◆ Exercise description
Reproduce, from the lines below, exactly the stretch that begins at the line containing "[(1137, 369), (641, 361), (1185, 740), (1163, 630)]" and ends at the line containing "Scouting task: drop one point on every instance of the overcast", both included.
────────────────────────────────────────
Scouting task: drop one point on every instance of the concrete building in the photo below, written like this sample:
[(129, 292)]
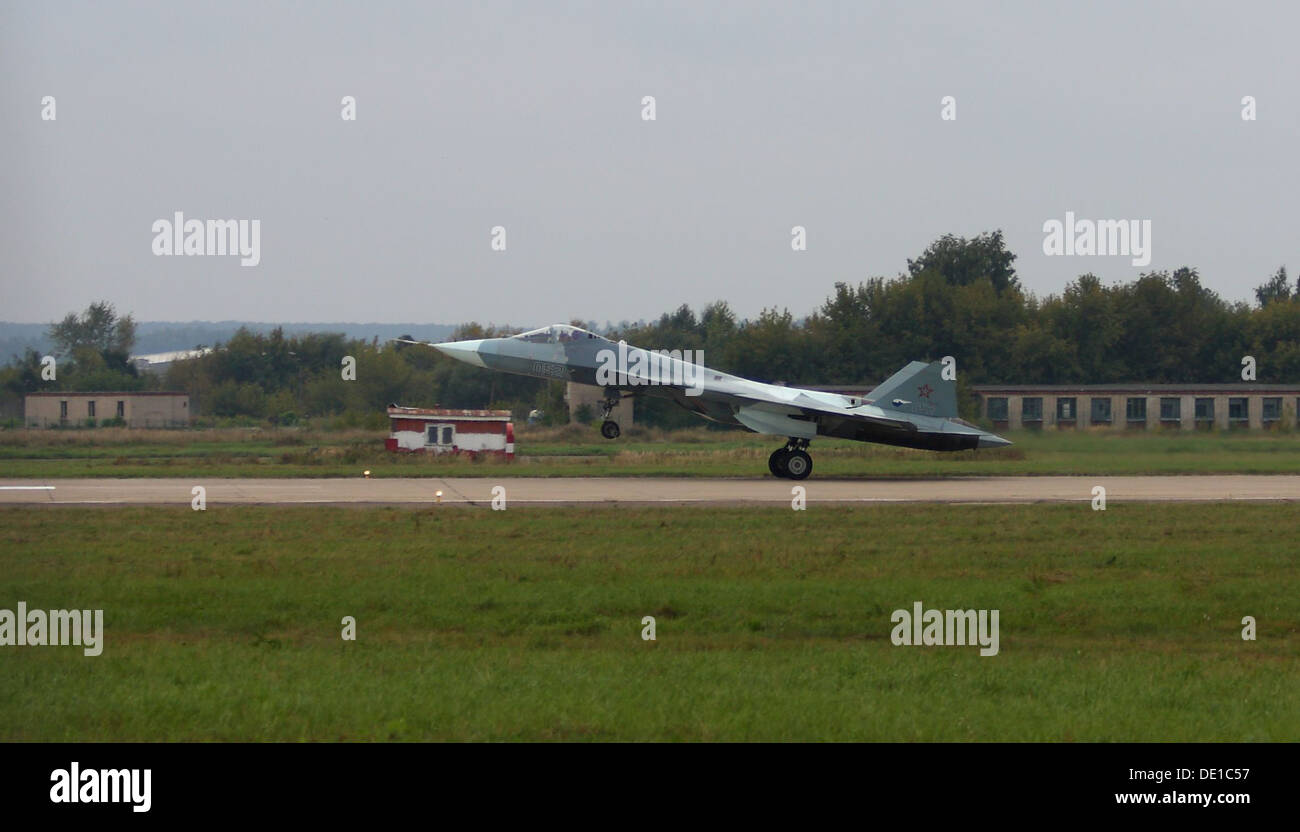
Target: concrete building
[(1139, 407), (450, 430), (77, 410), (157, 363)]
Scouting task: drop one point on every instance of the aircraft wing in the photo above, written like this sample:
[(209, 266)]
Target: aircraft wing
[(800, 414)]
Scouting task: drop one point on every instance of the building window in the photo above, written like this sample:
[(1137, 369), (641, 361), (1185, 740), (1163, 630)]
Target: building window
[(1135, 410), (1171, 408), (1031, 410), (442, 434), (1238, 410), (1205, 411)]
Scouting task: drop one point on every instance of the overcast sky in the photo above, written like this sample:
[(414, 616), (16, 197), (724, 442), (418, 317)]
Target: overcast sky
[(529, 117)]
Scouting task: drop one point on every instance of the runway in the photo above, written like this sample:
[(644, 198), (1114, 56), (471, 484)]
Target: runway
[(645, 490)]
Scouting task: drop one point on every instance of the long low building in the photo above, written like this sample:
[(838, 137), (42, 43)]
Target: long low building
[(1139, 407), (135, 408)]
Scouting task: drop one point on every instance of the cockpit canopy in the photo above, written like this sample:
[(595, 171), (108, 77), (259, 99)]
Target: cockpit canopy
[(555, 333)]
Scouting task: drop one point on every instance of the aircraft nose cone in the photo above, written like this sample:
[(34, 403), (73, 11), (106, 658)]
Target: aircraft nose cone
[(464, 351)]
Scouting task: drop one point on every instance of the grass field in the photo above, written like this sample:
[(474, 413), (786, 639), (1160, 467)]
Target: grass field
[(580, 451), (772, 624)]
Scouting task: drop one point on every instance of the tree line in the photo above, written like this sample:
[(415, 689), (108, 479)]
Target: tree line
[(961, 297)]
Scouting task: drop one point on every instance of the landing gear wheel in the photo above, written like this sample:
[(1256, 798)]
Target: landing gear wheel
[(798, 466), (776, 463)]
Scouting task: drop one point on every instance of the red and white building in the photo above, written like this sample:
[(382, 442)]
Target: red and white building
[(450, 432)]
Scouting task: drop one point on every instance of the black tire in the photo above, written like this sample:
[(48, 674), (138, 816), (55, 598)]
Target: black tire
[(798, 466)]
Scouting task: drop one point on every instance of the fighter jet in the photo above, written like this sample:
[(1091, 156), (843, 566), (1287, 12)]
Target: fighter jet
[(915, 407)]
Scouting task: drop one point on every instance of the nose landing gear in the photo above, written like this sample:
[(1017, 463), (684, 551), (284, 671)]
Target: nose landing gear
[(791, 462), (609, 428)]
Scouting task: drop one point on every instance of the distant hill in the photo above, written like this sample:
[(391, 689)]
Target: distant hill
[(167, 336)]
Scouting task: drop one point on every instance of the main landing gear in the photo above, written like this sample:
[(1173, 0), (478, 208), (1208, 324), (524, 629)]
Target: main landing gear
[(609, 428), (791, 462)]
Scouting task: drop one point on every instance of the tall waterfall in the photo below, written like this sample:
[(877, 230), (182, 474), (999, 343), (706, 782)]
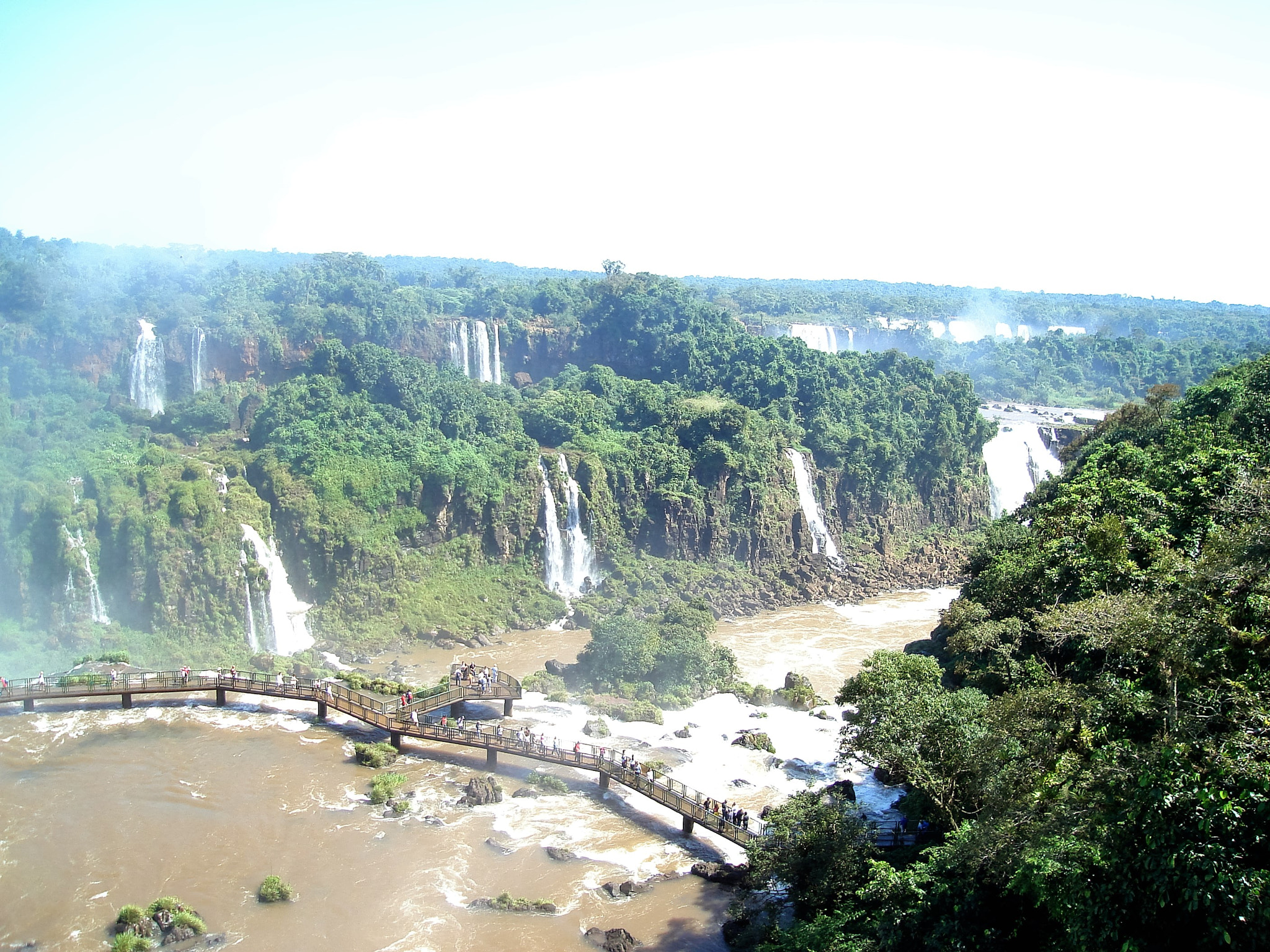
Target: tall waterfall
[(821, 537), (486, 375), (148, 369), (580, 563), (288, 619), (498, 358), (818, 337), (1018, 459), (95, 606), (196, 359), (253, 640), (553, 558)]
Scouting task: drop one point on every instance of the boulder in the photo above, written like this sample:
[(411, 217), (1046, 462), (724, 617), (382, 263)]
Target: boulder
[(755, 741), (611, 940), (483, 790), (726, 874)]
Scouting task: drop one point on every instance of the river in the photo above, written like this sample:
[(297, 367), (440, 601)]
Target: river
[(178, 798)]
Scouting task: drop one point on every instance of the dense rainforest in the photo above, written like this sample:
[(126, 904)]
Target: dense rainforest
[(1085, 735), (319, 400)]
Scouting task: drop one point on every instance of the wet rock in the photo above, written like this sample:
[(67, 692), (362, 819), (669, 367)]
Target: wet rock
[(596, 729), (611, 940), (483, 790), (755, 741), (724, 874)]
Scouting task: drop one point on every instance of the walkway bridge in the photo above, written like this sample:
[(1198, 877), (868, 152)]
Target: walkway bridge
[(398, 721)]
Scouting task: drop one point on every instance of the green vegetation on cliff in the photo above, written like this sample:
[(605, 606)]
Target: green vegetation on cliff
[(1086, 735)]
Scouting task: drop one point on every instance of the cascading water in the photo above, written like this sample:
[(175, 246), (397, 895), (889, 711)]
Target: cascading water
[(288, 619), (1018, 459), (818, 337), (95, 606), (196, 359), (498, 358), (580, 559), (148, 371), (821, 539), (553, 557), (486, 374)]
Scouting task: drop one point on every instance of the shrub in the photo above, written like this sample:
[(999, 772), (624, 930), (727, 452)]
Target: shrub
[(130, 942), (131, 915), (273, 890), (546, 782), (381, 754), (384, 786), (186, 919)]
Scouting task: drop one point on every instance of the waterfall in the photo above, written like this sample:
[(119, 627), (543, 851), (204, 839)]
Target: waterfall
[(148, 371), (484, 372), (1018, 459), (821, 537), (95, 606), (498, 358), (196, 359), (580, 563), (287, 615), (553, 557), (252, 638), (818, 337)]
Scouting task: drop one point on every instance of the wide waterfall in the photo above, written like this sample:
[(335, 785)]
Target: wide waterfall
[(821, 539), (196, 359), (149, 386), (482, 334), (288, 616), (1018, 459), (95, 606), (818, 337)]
────────────────────────────────────────
◆ Result of this exercise
[(1137, 369), (641, 361), (1185, 740), (1163, 630)]
Target: building window
[(1135, 410), (1171, 408), (1031, 410), (442, 434), (1238, 410), (1205, 411)]
Scouting task: drop one point on every instance of the overcast sky in the photo above, written like this sample:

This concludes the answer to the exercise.